ЗАДАНИЕ A —
Ответьте по фрагменту о Борисе Пильняке на следующие вопросы:
(i) В каком году был опубликован роман «Голый год»?
(ii) В каком городе осел отец писателя после кочевой жизни?
(iii) Какую дату Пильняк поставил под текстом романа «Голый год»?
ЗАДАНИЕ B —
Перепечатайте без изменений отрывок из фрагмента о Борисе Пильняке: начните с места, где стоят слова «Биография и творческий», и остановитесь после слов «дарование новой литературы.».

ФРАГМЕНТ ДОКУМЕНТА —
::::::::

Биография и творческий путь Пильняка Б.

Начало пути. Среди писательских имен, на десятилетия преданных забвению, имя Бориса Андреевича Вогау (литературный псевдоним — Борис Пильняк) оказалось забытым особенно прочно. Его почти не затронул процесс реабилитации вплоть до самого последнего времени. А когда-то этому имени сопутствовала необычайно громкая слава. Сначала, после публикации в 1922 г. романа «Голый год», в Пильняке увидели самое яркое дарование новой литературы.

О предлитературной биографии писателя многое известно из многочисленных интервью, статей, бесед писателя о себе, письменных автобиографий разных лет.

Пильняк сообщал в одной из своих автобиографий, что родился «в 1894 году, 29 сентября... в Можайске Московской губернии; отец был земцем, честным человеком с характером, который не жил в одной берлоге с „председателями”».

«Отец работал ветеринаром и после кочевой жизни скоро осел в Коломне, сделавшейся для Пильняка настоящей родиной. Многие его произведения десятых и двадцатых годов подписаны коломенским адресом. Быть земцем — это до революции значило многое, подразумевало право на независимость от власти, служение не ей, а обществу. Один из первых рассказов Пильняка (только что сменившего по случаю начавшейся войны свою немецкую фамилию на название любимого им местечка на Украине Пильнянка) „Земское дело” написан как раз об этом отстаиваемом земским интеллигентом праве — быть свободным и честным. К этому сюжету Пильняк будет несколько раз возвращаться и в советское время, в том числе и в рассказе „Заштат”, считающемся его последним законченным произведением, которое увидит свет лишь много лет спустя после трагической гибели писателя» (Знамя. — 1987. — № 5).

Это было вообще характерно для Пильняка — возвращаться к своим вещам, повторять сюжеты или соединять их так, что из нескольких рассказов возникало новое целое. Монтаж — излюбленный прием 20-х гг., и Пильняк был одним из новаторов монтажной прозы, широко захватывающей разнообразный материал, соединяющей подлинный документ и вымысел. Из рассказов революционных лет по закону монтажа сложился его первый роман.

Роман «Голый год» как страница биографии писателя. Зимой 1920—1921 гг. Пильняк создал роман «Голый год». По своему обыкновению под текстом он поставил дату — 25 дек. ст. ст. 1920 г. Время военного коммунизма, на которое каждый откликается по-своему: один — предупреждением о возможной трагедии, уже начавшейся, другой — принимая случившееся со всеми его мыслимыми и немыслимыми последствиями. Выбирают как будто бы противоположный путь, но эти пути сойдутся позже — в формуле приговора, вынесенного и еретику, и певцу революции. Любое мнение оказывается крамольным там, где мнения иметь не положено, где властвует единая воля, один цензурный закон.

::::::::

Фрагменты набора данных с разметкой местоположений:
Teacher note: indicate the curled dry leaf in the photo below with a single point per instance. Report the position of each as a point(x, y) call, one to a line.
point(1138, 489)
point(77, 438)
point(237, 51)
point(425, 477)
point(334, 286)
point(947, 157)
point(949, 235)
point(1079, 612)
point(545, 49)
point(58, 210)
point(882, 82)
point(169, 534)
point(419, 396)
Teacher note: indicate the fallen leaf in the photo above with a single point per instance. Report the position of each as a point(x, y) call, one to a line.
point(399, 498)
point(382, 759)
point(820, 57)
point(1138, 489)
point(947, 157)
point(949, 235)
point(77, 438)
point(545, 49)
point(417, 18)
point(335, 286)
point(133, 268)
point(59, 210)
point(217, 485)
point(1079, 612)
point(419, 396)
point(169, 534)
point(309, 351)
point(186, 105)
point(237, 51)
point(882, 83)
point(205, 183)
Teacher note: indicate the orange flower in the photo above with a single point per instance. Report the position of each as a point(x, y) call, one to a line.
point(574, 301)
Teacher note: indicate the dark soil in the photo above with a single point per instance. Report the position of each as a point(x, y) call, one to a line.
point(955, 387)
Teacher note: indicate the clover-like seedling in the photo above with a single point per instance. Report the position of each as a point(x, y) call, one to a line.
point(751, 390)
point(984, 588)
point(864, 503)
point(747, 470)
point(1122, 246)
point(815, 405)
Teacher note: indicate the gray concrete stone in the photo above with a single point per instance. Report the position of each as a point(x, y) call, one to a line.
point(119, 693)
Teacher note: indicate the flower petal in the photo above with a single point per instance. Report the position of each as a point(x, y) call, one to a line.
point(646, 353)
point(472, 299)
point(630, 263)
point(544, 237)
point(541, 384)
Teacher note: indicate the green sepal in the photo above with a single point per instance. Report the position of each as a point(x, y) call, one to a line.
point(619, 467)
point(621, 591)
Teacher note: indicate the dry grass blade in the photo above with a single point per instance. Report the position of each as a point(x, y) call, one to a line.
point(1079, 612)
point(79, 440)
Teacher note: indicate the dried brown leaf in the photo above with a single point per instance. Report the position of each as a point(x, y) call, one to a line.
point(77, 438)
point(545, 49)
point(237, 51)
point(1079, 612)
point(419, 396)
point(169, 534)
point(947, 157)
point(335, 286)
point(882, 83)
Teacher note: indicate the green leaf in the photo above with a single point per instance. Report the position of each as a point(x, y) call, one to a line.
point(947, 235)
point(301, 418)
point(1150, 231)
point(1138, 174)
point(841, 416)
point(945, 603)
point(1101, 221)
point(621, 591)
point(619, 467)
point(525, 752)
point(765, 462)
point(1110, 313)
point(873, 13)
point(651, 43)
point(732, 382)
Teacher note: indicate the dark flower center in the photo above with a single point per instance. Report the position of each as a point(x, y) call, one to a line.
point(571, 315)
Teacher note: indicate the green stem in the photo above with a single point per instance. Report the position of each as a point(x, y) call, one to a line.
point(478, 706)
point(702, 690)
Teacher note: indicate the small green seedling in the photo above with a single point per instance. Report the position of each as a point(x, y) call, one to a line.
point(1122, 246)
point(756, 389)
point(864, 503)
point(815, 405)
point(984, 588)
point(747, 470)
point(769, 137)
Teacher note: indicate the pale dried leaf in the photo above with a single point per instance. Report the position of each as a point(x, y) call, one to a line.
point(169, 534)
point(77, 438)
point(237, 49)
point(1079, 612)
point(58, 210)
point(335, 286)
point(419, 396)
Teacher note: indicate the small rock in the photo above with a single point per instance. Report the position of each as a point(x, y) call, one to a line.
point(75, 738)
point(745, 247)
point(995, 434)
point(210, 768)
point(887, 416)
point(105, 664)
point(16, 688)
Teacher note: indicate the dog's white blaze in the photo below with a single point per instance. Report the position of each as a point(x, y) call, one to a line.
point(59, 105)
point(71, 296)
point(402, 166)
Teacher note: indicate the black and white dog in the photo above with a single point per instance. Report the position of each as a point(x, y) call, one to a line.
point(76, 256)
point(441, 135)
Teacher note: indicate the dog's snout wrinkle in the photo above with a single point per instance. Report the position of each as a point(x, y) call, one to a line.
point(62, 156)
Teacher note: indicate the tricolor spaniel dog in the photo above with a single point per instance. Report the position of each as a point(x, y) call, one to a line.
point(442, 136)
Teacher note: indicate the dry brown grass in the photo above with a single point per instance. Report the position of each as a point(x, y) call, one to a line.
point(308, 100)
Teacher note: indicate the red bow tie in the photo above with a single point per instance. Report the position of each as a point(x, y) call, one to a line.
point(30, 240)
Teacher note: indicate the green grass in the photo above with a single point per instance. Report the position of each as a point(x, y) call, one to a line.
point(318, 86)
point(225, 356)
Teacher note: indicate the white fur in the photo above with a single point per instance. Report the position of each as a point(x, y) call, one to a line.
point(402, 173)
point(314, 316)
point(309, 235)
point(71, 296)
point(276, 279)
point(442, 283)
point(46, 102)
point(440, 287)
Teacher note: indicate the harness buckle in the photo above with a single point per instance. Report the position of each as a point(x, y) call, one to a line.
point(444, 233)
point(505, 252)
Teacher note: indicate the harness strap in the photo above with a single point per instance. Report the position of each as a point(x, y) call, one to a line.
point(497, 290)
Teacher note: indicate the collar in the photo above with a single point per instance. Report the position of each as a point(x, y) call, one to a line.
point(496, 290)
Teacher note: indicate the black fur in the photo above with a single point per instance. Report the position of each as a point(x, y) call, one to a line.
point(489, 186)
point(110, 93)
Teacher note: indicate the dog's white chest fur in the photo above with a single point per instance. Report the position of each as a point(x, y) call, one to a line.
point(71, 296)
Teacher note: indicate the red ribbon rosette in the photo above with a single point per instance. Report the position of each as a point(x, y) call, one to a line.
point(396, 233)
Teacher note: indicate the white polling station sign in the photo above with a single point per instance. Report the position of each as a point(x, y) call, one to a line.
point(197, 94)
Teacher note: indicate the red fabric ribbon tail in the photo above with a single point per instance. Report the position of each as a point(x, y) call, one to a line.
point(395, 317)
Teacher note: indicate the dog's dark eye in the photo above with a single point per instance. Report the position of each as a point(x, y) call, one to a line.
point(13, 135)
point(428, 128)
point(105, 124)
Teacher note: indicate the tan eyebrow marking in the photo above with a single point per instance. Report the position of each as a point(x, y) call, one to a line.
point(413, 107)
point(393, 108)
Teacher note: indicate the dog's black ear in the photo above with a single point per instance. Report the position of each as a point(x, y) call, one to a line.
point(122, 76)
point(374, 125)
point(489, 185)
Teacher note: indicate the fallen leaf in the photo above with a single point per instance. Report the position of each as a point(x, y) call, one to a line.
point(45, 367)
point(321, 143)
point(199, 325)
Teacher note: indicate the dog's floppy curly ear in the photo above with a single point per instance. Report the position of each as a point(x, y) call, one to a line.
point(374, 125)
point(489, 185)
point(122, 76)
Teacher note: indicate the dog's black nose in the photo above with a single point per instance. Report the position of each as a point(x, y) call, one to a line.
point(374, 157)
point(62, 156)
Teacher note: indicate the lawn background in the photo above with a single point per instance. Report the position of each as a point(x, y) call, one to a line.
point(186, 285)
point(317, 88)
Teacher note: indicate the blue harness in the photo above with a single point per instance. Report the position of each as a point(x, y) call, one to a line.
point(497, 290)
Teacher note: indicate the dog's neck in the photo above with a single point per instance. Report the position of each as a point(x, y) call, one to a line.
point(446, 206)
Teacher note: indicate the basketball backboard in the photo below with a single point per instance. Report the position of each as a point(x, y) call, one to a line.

::::::::

ОТВЕТ A —
(i) В 1922 г.
(ii) В Коломне.
(iii) 25 декабря 1920 г. по старому стилю.

ОТВЕТ B —
Биография и творческий путь Пильняка Б.

Начало пути. Среди писательских имен, на десятилетия преданных забвению, имя Бориса Андреевича Вогау (литературный псевдоним — Борис Пильняк) оказалось забытым особенно прочно. Его почти не затронул процесс реабилитации вплоть до самого последнего времени. А когда-то этому имени сопутствовала необычайно громкая слава. Сначала, после публикации в 1922 г. романа «Голый год», в Пильняке увидели самое яркое дарование новой литературы.